WHAT YOU SHOULD DO.
Give every line of the records below as a JSON list of strings, one string per line, omitting blank lines and leaving out the pictures.
-- Begin --
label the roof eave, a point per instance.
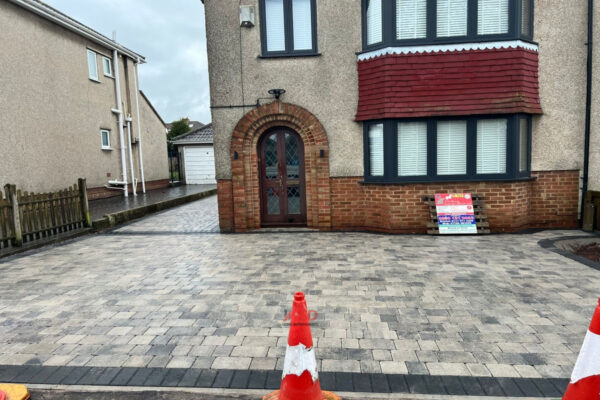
(76, 27)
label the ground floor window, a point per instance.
(448, 149)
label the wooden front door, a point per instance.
(282, 188)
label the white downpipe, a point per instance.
(133, 183)
(120, 115)
(140, 151)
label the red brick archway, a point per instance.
(244, 165)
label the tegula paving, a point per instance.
(167, 300)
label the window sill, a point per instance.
(289, 55)
(460, 41)
(442, 181)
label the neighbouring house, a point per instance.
(196, 155)
(388, 101)
(192, 124)
(71, 107)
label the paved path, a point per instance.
(99, 208)
(170, 291)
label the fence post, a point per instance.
(12, 197)
(85, 208)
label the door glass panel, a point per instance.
(271, 157)
(293, 193)
(292, 161)
(272, 201)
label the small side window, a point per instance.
(92, 65)
(105, 137)
(107, 66)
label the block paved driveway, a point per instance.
(170, 291)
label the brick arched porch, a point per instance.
(239, 211)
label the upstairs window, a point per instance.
(415, 22)
(374, 22)
(92, 65)
(288, 27)
(107, 66)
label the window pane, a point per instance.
(302, 24)
(492, 17)
(376, 149)
(374, 22)
(412, 148)
(491, 146)
(526, 17)
(105, 139)
(451, 18)
(411, 19)
(523, 144)
(107, 66)
(452, 148)
(92, 65)
(275, 25)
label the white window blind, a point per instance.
(92, 65)
(452, 18)
(491, 146)
(302, 21)
(275, 25)
(376, 150)
(526, 17)
(411, 19)
(452, 148)
(374, 22)
(523, 144)
(492, 17)
(412, 148)
(107, 65)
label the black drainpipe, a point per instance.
(588, 107)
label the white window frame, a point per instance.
(107, 132)
(107, 61)
(91, 53)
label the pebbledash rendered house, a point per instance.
(344, 114)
-- End --
EXPECTED OUTPUT.
[
  "label the roof eave, a point per instance.",
  "(76, 27)",
  "label the ground floor window, a point per instance.",
  "(448, 149)",
  "label the wooden front door, a point per instance.",
  "(282, 188)",
  "label the white downpipe, a point per instance.",
  "(133, 183)",
  "(120, 115)",
  "(140, 151)",
  "label the red brick archway, a point per instance.",
  "(244, 165)",
  "label the tegula paving, a point per instance.",
  "(167, 300)",
  "label the window sill, a point per instance.",
  "(289, 55)",
  "(460, 41)",
  "(442, 181)",
  "label the neighbouring house, a point per instance.",
  "(196, 155)",
  "(388, 101)",
  "(192, 124)",
  "(71, 107)",
  "label the paved path, a point per instance.",
  "(99, 208)",
  "(170, 291)",
  "label the fence post, a point per instance.",
  "(12, 197)",
  "(85, 208)",
  "label the door glass panel, a point per instance.",
  "(271, 157)",
  "(293, 193)",
  "(292, 161)",
  "(272, 201)",
  "label the small side window, a point per instance.",
  "(92, 65)",
  "(105, 137)",
  "(107, 66)",
  "label the block paved driveway, a point per instance.",
  "(170, 291)",
  "label the brick arched porch, a point per instance.",
  "(239, 211)",
  "label the upstairs window, a point per instance.",
  "(415, 22)",
  "(374, 22)",
  "(92, 65)",
  "(288, 27)",
  "(107, 66)",
  "label the window pane, a point per instance.",
  "(302, 24)",
  "(492, 17)",
  "(376, 149)",
  "(374, 22)",
  "(412, 148)",
  "(491, 146)",
  "(526, 17)",
  "(105, 139)",
  "(451, 18)",
  "(411, 19)",
  "(523, 144)",
  "(107, 66)",
  "(452, 148)",
  "(92, 65)",
  "(275, 25)",
  "label the white window blind, a point per instance.",
  "(92, 65)",
  "(452, 18)",
  "(491, 146)",
  "(302, 21)",
  "(275, 25)",
  "(376, 150)",
  "(526, 17)",
  "(411, 19)",
  "(452, 148)",
  "(374, 22)",
  "(523, 144)",
  "(492, 17)",
  "(412, 148)",
  "(107, 65)",
  "label the black drainpipe, a point per instance.",
  "(588, 107)",
  "label the white window frame, a point per instance.",
  "(107, 132)",
  "(107, 61)",
  "(91, 53)",
  "label the pebbledash rendered house, a point per instance.",
  "(344, 114)"
]